I wasn’t going to write about Mother’s Day this year, because some Mother’s Days are harder for me than others. And no, I don’t exactly know why.
Grief, even decades later, is still some flavor of grief. Grief ebbs and flows. However, it’s also possible to smile into the face of grief – and that’s where legacies, plural, enter the picture.
Legacies
Everyone has a legacy. Not just one legacy, but a separate legacy in the mind of everyone who knows, or knew, them. We tend to think about legacies in the context of someone who has passed, but in reality, legacies are living, dynamic definitions, and they aren’t just in the past.
The most common time to think about legacies is when we need to write an obituary or prepare for the funeral of someone we love. And it’s also the most difficult time.
I can give you two examples of exactly what I DON’T want for my legacy.
- I attended a funeral where the best the family could come up with was that the deceased had graduated from high school and had two children. That was literally it. I knew this person well, and let’s just say he struggled. He also had an unspoken legacy that needed to remain unspoken in that setting. Still, I could have contributed something that sounded like I at least tried.
- An obituary written by the husband of a friend proclaimed that her legacy was that she had once colored the mashed potatoes green for St. Patrick’s Day. That saddened me immensely, because while that may have been true, and funny, I could have provided several examples her kindness and charity work. How she had founded and then became president of a local nonprofit – and how long-suffering and brave she had been in the face of adversity.
Was that REALLY all there was to say about either of those people? Couldn’t someone have come up with something that was both true and more profound? Was there absolutely nothing else about my friend, other than green potatoes, that could be said “in polite company”?
What would these people have said about their own legacy? How would they want to be remembered?
If you had asked them, without pondering or overthinking, to quickly list the three most important things about themselves, their life and their own legacy – what would they have said?
I absolutely guarantee you that it would NOT have been about green potatoes – although if you added another question about something funny, humorous, or that would make people smile – green potatoes might have been included.
A green potatoes equivalent is just not “the thing” I want to be remembered for.
Mom’s Legacy
Mother’s Day caused me to think about my mother’s legacy.
I participated in writing Mom’s obituary (which was finally correct with the THIRD printing) and provided the minister with fodder for Mom’s funeral service, but both of those things are focused on a specific audience. That’s a nice way of saying the information wasn’t “all-inclusive.”
Not to mention, the cumulative memory of others may not be either complete or entirely accurate. Everyone remembers a person within the context of how they knew them. Your family and colleagues will remember your legacy differently.
Obituaries are very limited and generally fit a specific pattern, with little opportunity for customization. Fit your life, as others remember it, into a paragraph. Here’s your template.
Today, many people have no obituary or a funeral as we used to know them.
What is said in obituaries or at funeral services may not be the way the person would have expressed their own legacy, if they had that opportunity.

[Spatial annotation records]
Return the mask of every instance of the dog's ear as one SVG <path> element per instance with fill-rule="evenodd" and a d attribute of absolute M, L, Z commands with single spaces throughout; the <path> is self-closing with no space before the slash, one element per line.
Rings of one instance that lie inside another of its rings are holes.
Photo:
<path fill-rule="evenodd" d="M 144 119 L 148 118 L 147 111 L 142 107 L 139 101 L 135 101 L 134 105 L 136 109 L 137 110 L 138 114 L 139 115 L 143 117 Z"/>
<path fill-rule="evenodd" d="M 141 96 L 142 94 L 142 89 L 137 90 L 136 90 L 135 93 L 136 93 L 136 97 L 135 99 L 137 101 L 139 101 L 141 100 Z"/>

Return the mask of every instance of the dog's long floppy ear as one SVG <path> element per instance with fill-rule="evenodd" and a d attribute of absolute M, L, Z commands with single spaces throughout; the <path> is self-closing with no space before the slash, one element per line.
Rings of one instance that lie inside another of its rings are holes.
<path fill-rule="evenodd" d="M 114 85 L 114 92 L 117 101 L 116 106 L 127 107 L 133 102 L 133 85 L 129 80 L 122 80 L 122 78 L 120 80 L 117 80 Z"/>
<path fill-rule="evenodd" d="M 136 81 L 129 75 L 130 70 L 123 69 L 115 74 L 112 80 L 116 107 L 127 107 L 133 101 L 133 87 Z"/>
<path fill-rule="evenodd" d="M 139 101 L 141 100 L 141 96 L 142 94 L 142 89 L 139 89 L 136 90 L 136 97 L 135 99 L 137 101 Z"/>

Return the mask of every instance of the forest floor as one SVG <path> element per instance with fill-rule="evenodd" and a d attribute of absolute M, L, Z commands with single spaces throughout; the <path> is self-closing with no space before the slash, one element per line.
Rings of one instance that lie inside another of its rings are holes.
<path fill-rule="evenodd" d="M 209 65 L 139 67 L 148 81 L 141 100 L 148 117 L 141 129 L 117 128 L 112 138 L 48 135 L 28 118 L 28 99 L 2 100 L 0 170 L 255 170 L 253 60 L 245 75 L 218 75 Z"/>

_BRIEF_
Reproduce the section of the piece on legacies word for word, starting at "I participated in" and ending at "Here’s your template.".

_WRITTEN SOLUTION_
I participated in writing Mom’s obituary (which was finally correct with the THIRD printing) and provided the minister with fodder for Mom’s funeral service, but both of those things are focused on a specific audience. That’s a nice way of saying the information wasn’t “all-inclusive.”
Not to mention, the cumulative memory of others may not be either complete or entirely accurate. Everyone remembers a person within the context of how they knew them. Your family and colleagues will remember your legacy differently.
Obituaries are very limited and generally fit a specific pattern, with little opportunity for customization. Fit your life, as others remember it, into a paragraph. Here’s your template.